### Source
Hi Alexander, On Mon, Jun 9, 2025 at 2:00 AM Alexander Lakhin <exclus...@gmail.com> wrote: > Please look at the following script, which falsifies an assertion
> TRAP: failed Assert("!BTScanPosIsPinned(so->currPos)"), File: "nbtutils.c", > Line: 3379, PID: 1621028 I can reproduce this. I think that it's an old bug. The problem is related to mark/restore (used by merge joins), where nbtree can sometimes independently hold a second pin on leaf pages (albeit very briefly, inside _bt_steppage). The cause of the failure of my recently-added assertion is that it assumes that so->dropPin always implies !BTScanPosIsPinned(so->currPos) at the start of _bt_killitems. I don't think that that assumption is unreasonable, even in light of this assertion problem. I think that the real problem is the way that _bt_killitems releases resources. _bt_killitems doesn't try to leave so->currPos as it was at the start of its call -- this is nothing new. The overall effect is that during so->dropPin _bt_steppage calls, we *generally* don't call IncrBufferRefCount in the "bump pin on current buffer for assignment to mark buffer" path, but *will* call IncrBufferRefCount when we happened to need to call _bt_killitems. Calling _bt_killitems shouldn't have these side-effects. I can make the assertion failure go away by teaching _bt_killitems to leave so->currPos in the same state that it was in when _bt_killitems was called. If there was no pin on the page when _bt_killitems was called, then there should be no pin held when it returns. See the attached patch. As I said, I think that this is actually an old bug. After all, _bt_killitems is required to test so->currPos.lsn against the same page's current LSN if the page pin was dropped since _bt_readpage was first called -- regardless of any other details. I don't think that it'll consistently do that in this hard-to-test mark/restore path on any Postgres version, so there might be a risk of failing to detect an unsafe concurrent TID recycling hazard. I've always thought that the whole idiom of testing BTScanPosIsPinned() in a bunch of places was very brittle. I wonder if it makes sense to totally replace those calls/tests with similar tests of the new so->dropPin field. -- Peter Geoghegan
v1-0001-Fix-issue-with-mark-restore-nbtree-pins.patch
Description: Binary data

### Working data
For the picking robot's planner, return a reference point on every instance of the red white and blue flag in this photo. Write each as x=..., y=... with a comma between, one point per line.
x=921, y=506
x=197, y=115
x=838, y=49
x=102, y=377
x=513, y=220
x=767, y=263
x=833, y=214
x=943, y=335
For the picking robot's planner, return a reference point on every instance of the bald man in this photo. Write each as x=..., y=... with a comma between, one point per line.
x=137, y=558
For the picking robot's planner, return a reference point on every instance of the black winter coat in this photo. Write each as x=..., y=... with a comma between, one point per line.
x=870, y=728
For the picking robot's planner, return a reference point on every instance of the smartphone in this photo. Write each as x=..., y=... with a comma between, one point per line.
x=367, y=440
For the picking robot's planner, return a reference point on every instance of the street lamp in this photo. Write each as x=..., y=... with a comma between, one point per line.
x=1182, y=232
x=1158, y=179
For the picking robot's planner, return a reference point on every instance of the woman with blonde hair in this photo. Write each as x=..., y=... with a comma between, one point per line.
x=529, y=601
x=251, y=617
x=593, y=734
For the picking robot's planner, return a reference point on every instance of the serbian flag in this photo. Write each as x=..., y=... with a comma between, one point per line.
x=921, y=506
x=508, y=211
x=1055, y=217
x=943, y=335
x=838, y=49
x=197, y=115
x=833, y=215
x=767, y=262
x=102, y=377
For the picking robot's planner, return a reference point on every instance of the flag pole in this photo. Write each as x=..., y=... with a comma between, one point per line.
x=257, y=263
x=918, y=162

### Given instruction 1
In the nbtree post, which operation used by merge joins is the problem related to?
### Given instruction 2
Rewrite the records starting at their first line and ending at the line containing "x=367, y=440", changing "reference point" to "target point" and leaving everything else the same. Return only those lines.

### Right answer 1
Mark/restore.

### Right answer 2
For the picking robot's planner, return a target point on every instance of the red white and blue flag in this photo. Write each as x=..., y=... with a comma between, one point per line.
x=921, y=506
x=197, y=115
x=838, y=49
x=102, y=377
x=513, y=220
x=767, y=263
x=833, y=214
x=943, y=335
For the picking robot's planner, return a target point on every instance of the bald man in this photo. Write each as x=..., y=... with a comma between, one point per line.
x=137, y=558
For the picking robot's planner, return a target point on every instance of the black winter coat in this photo. Write each as x=..., y=... with a comma between, one point per line.
x=870, y=728
For the picking robot's planner, return a target point on every instance of the smartphone in this photo. Write each as x=..., y=... with a comma between, one point per line.
x=367, y=440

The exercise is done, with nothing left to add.